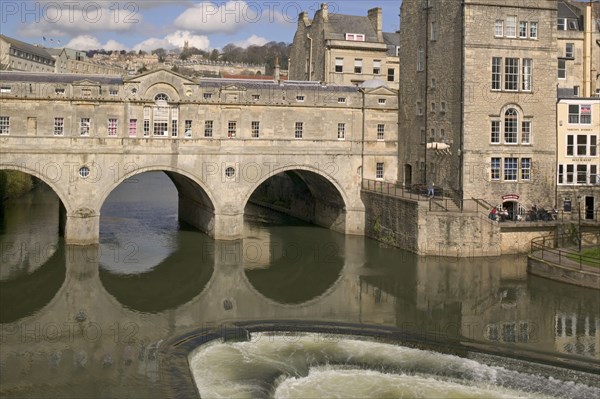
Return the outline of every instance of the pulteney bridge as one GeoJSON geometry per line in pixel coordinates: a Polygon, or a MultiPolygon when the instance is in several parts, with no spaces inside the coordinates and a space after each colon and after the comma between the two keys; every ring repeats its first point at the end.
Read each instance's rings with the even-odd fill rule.
{"type": "Polygon", "coordinates": [[[397,175],[397,92],[378,84],[193,81],[166,70],[126,80],[1,72],[0,84],[0,169],[56,192],[70,244],[97,243],[105,199],[147,171],[171,178],[181,220],[225,240],[242,237],[253,195],[363,234],[361,179],[397,175]]]}

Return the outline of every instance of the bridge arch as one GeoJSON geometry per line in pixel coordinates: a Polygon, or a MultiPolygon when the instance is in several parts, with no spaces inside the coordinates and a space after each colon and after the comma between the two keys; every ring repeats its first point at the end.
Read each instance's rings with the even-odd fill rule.
{"type": "Polygon", "coordinates": [[[179,196],[179,219],[200,231],[213,236],[215,233],[215,214],[218,202],[209,188],[193,174],[172,166],[153,165],[146,166],[124,174],[120,179],[110,184],[98,199],[97,209],[102,205],[119,185],[125,180],[146,172],[163,172],[175,185],[179,196]]]}
{"type": "Polygon", "coordinates": [[[347,210],[351,208],[339,182],[325,170],[309,165],[287,165],[262,176],[246,193],[242,209],[249,203],[342,233],[346,232],[347,210]]]}

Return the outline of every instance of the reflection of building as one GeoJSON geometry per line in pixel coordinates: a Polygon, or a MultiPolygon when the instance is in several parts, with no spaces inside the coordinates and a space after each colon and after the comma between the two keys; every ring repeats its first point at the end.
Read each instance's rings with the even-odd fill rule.
{"type": "Polygon", "coordinates": [[[577,219],[598,220],[600,98],[564,97],[557,104],[557,203],[577,219]]]}
{"type": "Polygon", "coordinates": [[[54,72],[54,58],[43,47],[0,35],[0,69],[54,72]]]}
{"type": "Polygon", "coordinates": [[[522,205],[552,205],[556,2],[521,7],[517,0],[402,2],[404,184],[432,180],[455,199],[492,204],[505,197],[513,215],[522,205]]]}
{"type": "Polygon", "coordinates": [[[362,17],[330,13],[323,3],[313,20],[306,12],[298,17],[290,79],[338,85],[377,79],[398,89],[398,44],[398,33],[382,31],[381,8],[362,17]]]}

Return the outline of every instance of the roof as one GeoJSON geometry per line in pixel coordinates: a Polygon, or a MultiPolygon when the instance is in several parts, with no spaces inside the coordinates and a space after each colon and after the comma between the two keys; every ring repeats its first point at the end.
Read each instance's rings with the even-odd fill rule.
{"type": "Polygon", "coordinates": [[[346,33],[362,33],[365,41],[377,42],[377,33],[369,17],[344,14],[329,14],[328,32],[325,39],[346,40],[346,33]]]}
{"type": "Polygon", "coordinates": [[[22,42],[20,40],[13,39],[12,37],[8,37],[8,36],[2,35],[2,34],[0,34],[0,39],[2,39],[5,42],[9,43],[11,45],[11,47],[15,47],[15,48],[18,48],[21,51],[25,51],[27,53],[31,53],[31,54],[37,55],[39,57],[43,57],[43,58],[46,58],[48,60],[54,61],[54,58],[52,58],[52,56],[50,55],[50,53],[48,53],[46,51],[46,49],[44,49],[43,47],[34,46],[32,44],[25,43],[25,42],[22,42]]]}
{"type": "Polygon", "coordinates": [[[123,79],[120,75],[0,71],[1,82],[75,83],[82,80],[90,80],[100,84],[123,84],[123,79]]]}

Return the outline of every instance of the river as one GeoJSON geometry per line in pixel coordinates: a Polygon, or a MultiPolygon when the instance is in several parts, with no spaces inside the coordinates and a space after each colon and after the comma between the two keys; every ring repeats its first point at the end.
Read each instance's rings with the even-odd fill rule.
{"type": "MultiPolygon", "coordinates": [[[[527,275],[522,256],[418,257],[254,207],[243,240],[214,241],[180,226],[175,186],[158,172],[135,176],[111,193],[99,246],[64,245],[58,208],[47,187],[3,204],[3,398],[162,397],[165,342],[237,321],[394,327],[441,347],[492,348],[512,354],[511,362],[541,357],[578,369],[600,365],[599,293],[527,275]]],[[[228,396],[234,388],[247,397],[514,397],[528,384],[540,389],[525,389],[526,396],[600,392],[586,372],[558,368],[552,378],[536,374],[500,388],[487,377],[469,377],[477,384],[464,391],[461,375],[431,370],[437,364],[520,380],[498,377],[504,375],[498,367],[505,369],[481,359],[471,367],[473,359],[355,338],[315,347],[315,336],[302,335],[293,348],[276,338],[213,342],[199,348],[191,364],[207,397],[228,396]],[[408,363],[399,360],[403,356],[408,363]],[[293,370],[274,372],[272,364],[293,370]],[[206,376],[213,377],[207,382],[206,376]],[[262,388],[243,388],[234,377],[258,380],[262,388]],[[432,386],[432,378],[442,385],[432,386]]]]}

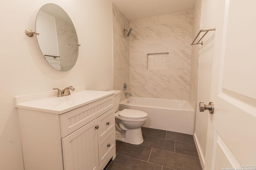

--

Work to complete:
Which of the lines above contain the word "parts"? Return each of those lines in full, character for character.

Exercise result:
Return the outline of every instance of the pulteney bridge as one GeoJSON geometry per line in pixel coordinates: a Polygon, or a MultiPolygon when the instance is in several parts, with no spaces inside the coordinates and a space after each colon and after the comma between the two keys; every ring repeats its first point at the end.
Return the outline of every instance of the bridge arch as one GeoJSON geometry per line in pixel coordinates: a Polygon, or a MultiPolygon when the instance is in several parts, with no spaces inside the coordinates and a space after each colon and after the comma between the two keys; every ring repeats its first point at the end.
Return the outline of every instance of the reflection of building as one GeoJSON geometry per line in pixel coordinates: a Polygon, or a MultiPolygon when the instance is in several parts, with no spaces inside the coordinates and a space after each colon and after the comma between the two keys; every ring repeats its first point at the end.
Return the outline of every instance of the roof as one GeoJSON geometry per line in pixel coordinates: a Polygon, or a MultiPolygon when the instance is in several parts, with no spaces inside the coordinates and a space after each colon and after the comma between the two keys; every ring repeats its first point at the end.
Return the outline of every instance of the river as one GeoJSON geometry per line in pixel coordinates: a Polygon, or a MultiPolygon when the instance is in several parts, with no spaces inside the coordinates and a space after each colon and after the comma between the two keys; every ring repeats its first point at the end.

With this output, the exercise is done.